Given passage

Column: Zuckerbergs break down barriers with birth

Mark Zuckerberg’s Facebook post in August 2015 about the baby girl that he and his wife are expecting appeared, by all accounts, to be fairly normal — perhaps the type of thing you would see every day on your feed from aunts, second cousins or your lab partner from high school.

What made Zuckerberg’s post go viral, however, was something that distinguished it from any other birth announcement — his admission that he and his wife previously had three miscarriages along the way.

With Zuckerberg’s admission, other women began sharing stories of their own miscarriages, as well as the accompanying feelings of doubt, discouragement and, above all, shame.

According to a study released in 2013 by the Centers for Disease Control and Prevention, more than a million miscarriages —defined as pregnancy loss within the first trimester — occurred in 2009.

It seems strange, then, that miscarriages are such a taboo topic.

Instructions
**1.** According to the column, how many miscarriages had Zuckerberg and his wife had before the pregnancy he announced?
**2.** Copy the column word for word, from "Column: Zuckerbergs break" up to and including "trimester — occurred in 2009.".
The data come from a separate source, unrelated to the column.

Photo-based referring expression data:
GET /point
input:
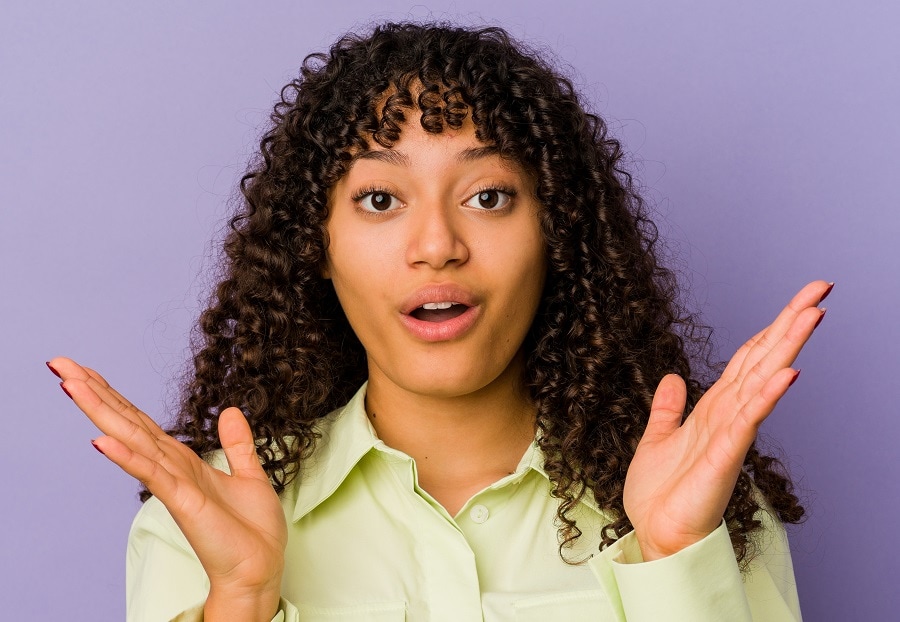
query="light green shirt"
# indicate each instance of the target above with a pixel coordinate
(366, 543)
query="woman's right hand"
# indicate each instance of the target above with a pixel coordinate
(234, 523)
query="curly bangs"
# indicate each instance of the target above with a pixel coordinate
(275, 340)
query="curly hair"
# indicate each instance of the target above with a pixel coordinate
(275, 340)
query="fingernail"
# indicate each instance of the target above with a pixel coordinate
(821, 317)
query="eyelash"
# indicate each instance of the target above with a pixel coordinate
(370, 190)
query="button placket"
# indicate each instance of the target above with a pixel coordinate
(479, 513)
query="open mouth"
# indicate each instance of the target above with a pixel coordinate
(438, 311)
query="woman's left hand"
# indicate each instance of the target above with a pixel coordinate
(683, 475)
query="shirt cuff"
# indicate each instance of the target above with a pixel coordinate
(286, 613)
(700, 582)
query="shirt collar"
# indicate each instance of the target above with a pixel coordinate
(347, 435)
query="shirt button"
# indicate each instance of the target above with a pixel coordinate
(479, 513)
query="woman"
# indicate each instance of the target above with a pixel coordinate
(448, 376)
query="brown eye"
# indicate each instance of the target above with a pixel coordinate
(489, 199)
(378, 202)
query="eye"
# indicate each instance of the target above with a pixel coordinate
(377, 201)
(490, 198)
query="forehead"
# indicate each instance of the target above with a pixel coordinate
(415, 145)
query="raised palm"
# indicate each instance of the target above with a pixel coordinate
(682, 475)
(234, 522)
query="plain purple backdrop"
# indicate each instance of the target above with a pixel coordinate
(765, 135)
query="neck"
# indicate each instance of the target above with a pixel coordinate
(460, 443)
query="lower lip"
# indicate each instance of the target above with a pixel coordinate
(441, 331)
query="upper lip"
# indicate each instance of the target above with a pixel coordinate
(445, 292)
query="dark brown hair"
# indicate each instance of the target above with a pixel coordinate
(276, 342)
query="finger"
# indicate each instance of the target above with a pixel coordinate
(169, 487)
(68, 370)
(782, 354)
(667, 408)
(809, 296)
(753, 413)
(111, 422)
(114, 400)
(237, 443)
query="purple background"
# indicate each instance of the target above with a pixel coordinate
(765, 134)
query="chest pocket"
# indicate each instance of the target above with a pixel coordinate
(580, 606)
(369, 612)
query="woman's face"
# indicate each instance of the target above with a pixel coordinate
(437, 258)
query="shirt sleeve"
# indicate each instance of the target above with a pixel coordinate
(703, 581)
(163, 578)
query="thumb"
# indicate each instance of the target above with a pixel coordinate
(237, 442)
(667, 407)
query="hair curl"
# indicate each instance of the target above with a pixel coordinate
(276, 342)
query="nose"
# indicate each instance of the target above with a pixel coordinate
(436, 236)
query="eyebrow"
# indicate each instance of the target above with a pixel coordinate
(398, 158)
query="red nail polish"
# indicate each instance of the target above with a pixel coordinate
(821, 317)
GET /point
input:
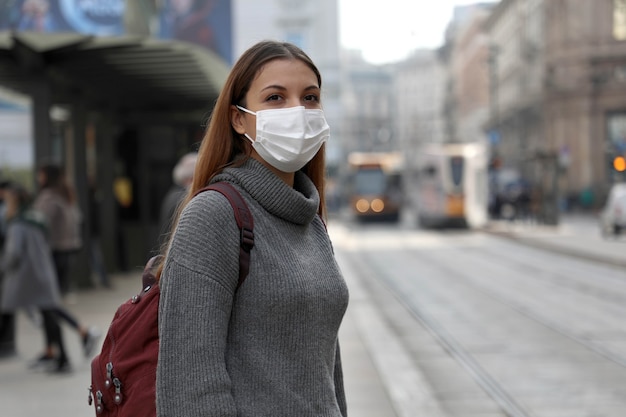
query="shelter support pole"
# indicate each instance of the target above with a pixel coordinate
(42, 126)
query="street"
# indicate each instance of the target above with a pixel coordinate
(451, 323)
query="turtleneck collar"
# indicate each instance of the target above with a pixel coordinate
(297, 205)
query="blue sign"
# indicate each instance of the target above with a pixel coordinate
(204, 22)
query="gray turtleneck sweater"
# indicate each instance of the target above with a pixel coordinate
(270, 348)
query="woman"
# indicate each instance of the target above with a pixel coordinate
(29, 277)
(269, 348)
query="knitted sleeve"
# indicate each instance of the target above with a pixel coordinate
(197, 287)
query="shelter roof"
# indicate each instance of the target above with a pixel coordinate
(123, 73)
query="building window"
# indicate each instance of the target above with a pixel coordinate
(619, 19)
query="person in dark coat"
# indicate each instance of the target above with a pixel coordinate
(182, 175)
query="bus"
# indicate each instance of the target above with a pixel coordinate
(449, 185)
(375, 185)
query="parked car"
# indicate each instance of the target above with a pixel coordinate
(613, 215)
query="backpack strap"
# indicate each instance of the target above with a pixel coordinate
(245, 223)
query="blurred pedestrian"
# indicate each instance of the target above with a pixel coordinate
(7, 318)
(30, 279)
(270, 346)
(56, 201)
(182, 176)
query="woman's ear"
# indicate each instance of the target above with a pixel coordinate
(237, 120)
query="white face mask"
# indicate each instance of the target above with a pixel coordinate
(289, 138)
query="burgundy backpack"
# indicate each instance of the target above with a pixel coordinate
(123, 374)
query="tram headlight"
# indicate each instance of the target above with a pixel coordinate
(362, 205)
(377, 205)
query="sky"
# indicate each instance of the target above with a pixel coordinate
(388, 30)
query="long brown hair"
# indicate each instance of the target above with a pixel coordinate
(222, 146)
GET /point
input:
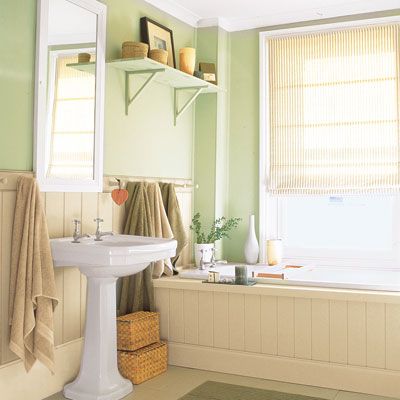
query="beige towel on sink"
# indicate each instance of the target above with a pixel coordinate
(32, 285)
(146, 217)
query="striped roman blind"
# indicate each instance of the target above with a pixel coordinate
(72, 130)
(334, 112)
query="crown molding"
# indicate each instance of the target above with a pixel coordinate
(177, 11)
(220, 22)
(240, 24)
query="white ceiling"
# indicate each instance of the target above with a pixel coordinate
(69, 23)
(234, 15)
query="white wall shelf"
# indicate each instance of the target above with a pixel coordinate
(154, 71)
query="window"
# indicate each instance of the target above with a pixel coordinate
(330, 143)
(72, 92)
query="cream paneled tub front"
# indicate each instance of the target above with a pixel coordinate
(336, 338)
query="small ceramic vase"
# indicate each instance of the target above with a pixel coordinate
(251, 248)
(203, 251)
(187, 60)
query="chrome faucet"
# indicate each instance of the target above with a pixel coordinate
(98, 233)
(77, 231)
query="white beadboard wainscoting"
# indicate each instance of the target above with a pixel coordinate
(69, 318)
(341, 339)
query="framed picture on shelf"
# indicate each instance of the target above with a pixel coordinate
(158, 36)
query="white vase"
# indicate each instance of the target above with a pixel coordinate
(251, 248)
(207, 252)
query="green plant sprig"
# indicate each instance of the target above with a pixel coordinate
(219, 229)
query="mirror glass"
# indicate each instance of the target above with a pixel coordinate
(71, 91)
(70, 95)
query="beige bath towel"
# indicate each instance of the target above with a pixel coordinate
(174, 216)
(145, 217)
(32, 286)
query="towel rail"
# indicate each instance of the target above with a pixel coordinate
(178, 182)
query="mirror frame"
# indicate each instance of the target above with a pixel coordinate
(40, 117)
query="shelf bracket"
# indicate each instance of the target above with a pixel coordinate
(128, 99)
(178, 112)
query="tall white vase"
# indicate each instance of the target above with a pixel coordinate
(251, 248)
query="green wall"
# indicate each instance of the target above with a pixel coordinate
(206, 132)
(17, 63)
(243, 136)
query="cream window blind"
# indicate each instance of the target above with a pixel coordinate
(72, 132)
(334, 112)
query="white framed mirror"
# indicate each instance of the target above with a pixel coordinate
(69, 95)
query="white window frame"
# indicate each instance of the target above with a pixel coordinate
(41, 148)
(269, 206)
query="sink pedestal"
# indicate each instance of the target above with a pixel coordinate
(99, 378)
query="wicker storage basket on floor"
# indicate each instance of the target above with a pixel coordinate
(143, 364)
(138, 330)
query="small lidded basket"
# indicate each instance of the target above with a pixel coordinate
(159, 55)
(134, 50)
(138, 330)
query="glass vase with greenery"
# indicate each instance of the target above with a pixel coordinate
(219, 229)
(204, 240)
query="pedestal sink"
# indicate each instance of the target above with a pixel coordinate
(103, 262)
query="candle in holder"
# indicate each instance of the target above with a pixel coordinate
(241, 275)
(274, 251)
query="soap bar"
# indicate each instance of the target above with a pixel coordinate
(270, 275)
(213, 276)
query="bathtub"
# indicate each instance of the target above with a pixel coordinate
(334, 277)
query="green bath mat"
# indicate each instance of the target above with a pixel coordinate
(223, 391)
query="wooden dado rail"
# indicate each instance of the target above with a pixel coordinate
(341, 339)
(61, 209)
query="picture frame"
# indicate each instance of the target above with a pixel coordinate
(158, 36)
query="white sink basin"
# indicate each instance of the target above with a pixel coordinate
(117, 255)
(103, 262)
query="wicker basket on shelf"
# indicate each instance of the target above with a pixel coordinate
(143, 364)
(134, 49)
(138, 330)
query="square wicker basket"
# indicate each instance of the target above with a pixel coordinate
(138, 330)
(143, 364)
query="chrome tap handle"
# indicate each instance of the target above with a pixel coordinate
(99, 234)
(77, 231)
(98, 222)
(77, 226)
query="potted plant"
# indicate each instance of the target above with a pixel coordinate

List of solutions
**1.** Three.

**2.**
Column: Zuckerbergs break down barriers with birth

Mark Zuckerberg’s Facebook post in August 2015 about the baby girl that he and his wife are expecting appeared, by all accounts, to be fairly normal — perhaps the type of thing you would see every day on your feed from aunts, second cousins or your lab partner from high school.

What made Zuckerberg’s post go viral, however, was something that distinguished it from any other birth announcement — his admission that he and his wife previously had three miscarriages along the way.

With Zuckerberg’s admission, other women began sharing stories of their own miscarriages, as well as the accompanying feelings of doubt, discouragement and, above all, shame.

According to a study released in 2013 by the Centers for Disease Control and Prevention, more than a million miscarriages —defined as pregnancy loss within the first trimester — occurred in 2009.